» **TEXT SECTION**:
Over time, conservatism has been reduced to a checklist, a series of boxes to be ticked off on the right side of issues like gun control, gay marriage, abortion, taxes, deficits, and foreign policy. It lends itself to scorecards: The truest conservative is the one who comes closest to 100 percent. Nixon and Trump wouldn't be close. That's why so many old-guard conservative institutions opposed Trump in 2016, and it's why Nixon drew a token primary challenge from the former head of the American Conservative Union, John Ashbrook, in 1972.
But just because Nixon and Trump can't be called conservatives doesn't mean they're liberals or progressives. And each proved more popular with Republican voters than true-blue conservatives did just a few years before. Compare Nixon's victories in 1968 and 1972 to Barry Goldwater's landslide defeat in 1964, or Trump's 2016 victory to Mitt Romney and Paul Ryan's failure in 2012.
Here's the problem: That Nixon magic works in elections, but it doesn't apply to governing. And therein lies the tragedy.
Bob Dole calls Nixon a pragmatist, but that omits the obvious: Nixon may not have been an ideologue, but he was hardly a bland technocrat, just as Trump certainly is not. Nixon and Trump are "right-wing" in a visceral, emotional sense, rather than "conservative" in an intellectual sense. They won their elections by defining "us" and "them" — "them" being radicals, criminals, and great numbers of those who for one reason or another aren't part of what Nixon called the Silent Majority. (Today it is still a majority in a majority of states — which is why Trump is president — but it's not a majority in the county as whole.)

» **EXERCISES**:
A: How would you put this sentence from the Nixon and Trump passage into Spanish: "Here's the problem: That Nixon magic works in elections, but it doesn't apply to governing."?
B: Could you take the Nixon and Trump passage further, starting right after its final sentence?
The material after the Nixon and Trump passage isn't needed.

» **SOURCE EXCERPT**:

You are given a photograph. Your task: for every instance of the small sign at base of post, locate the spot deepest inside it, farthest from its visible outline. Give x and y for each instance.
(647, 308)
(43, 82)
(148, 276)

» **RESPONSES IN ORDER**:
A: Este es el problema: esa magia de Nixon funciona en las elecciones, pero no sirve para gobernar.

B:
Now, it's important to acknowledge that Ronald Reagan was not the conservative purist of Republican legend. He had a protectionist streak, on display when he defended Harley-Davidson against Japanese competition. He wasn't always a sunny optimist — as governor of California, he earned his spurs with the right by cracking down on Vietnam-era campus protests. The 1980 Reagan campaign deployed many of the polarizing techniques Nixon had used: not a Southern strategy but a broader ethnic strategy, thought through in detail by Kevin Phillips in the late 1960s.
Reagan became the archetype of Republican success because he was both a conservative and a right-winger. Ideological elites could idolize him, while right-wing voters saw him as a man on their side. In the post-Reagan era, conservative Republicans have tended to fail in presidential politics because they persuade themselves that ideological orthodoxy is enough by itself, without a gut appeal to the right — including the right-wing sentiment that resides deep down inside many centrists, and even within some on the left.
Right-wing feeling can't take the place of policy, however. This is one source of the Republican Party's current angst. Its wonks, like Paul Ryan, can't speak to the hearts of the party faithful. Yet the leaders who can, like Trump, have only broad policy themes (immigration, anti-globalization, "America First," etc.) without any program for government. Dole was not entirely wrong about Nixon — a right-winger can be a pragmatist. But Nixon is a poor model for policy in almost any arena. Inflation ran wild under his administration; the country was unraveling socially; and instead of getting out of Vietnam quickly, Nixon expanded the war to neighboring countries. The opening to China was indeed a masterstroke of diplomacy, one that helped end the Cold War and set the stage for today's world order. Yet diplomacy so far appears to be the area where Trump is least likely to follow Nixon.
He would be well advised to do so, however, even in the teeth of conservative opposition. Reagan also faced criticism from ideological conservatives for his parlays with Gorbachev, yet those proved to be a strategic triumph. Trump wants to be known as a man who can make deals. That used to be a Republican specialty.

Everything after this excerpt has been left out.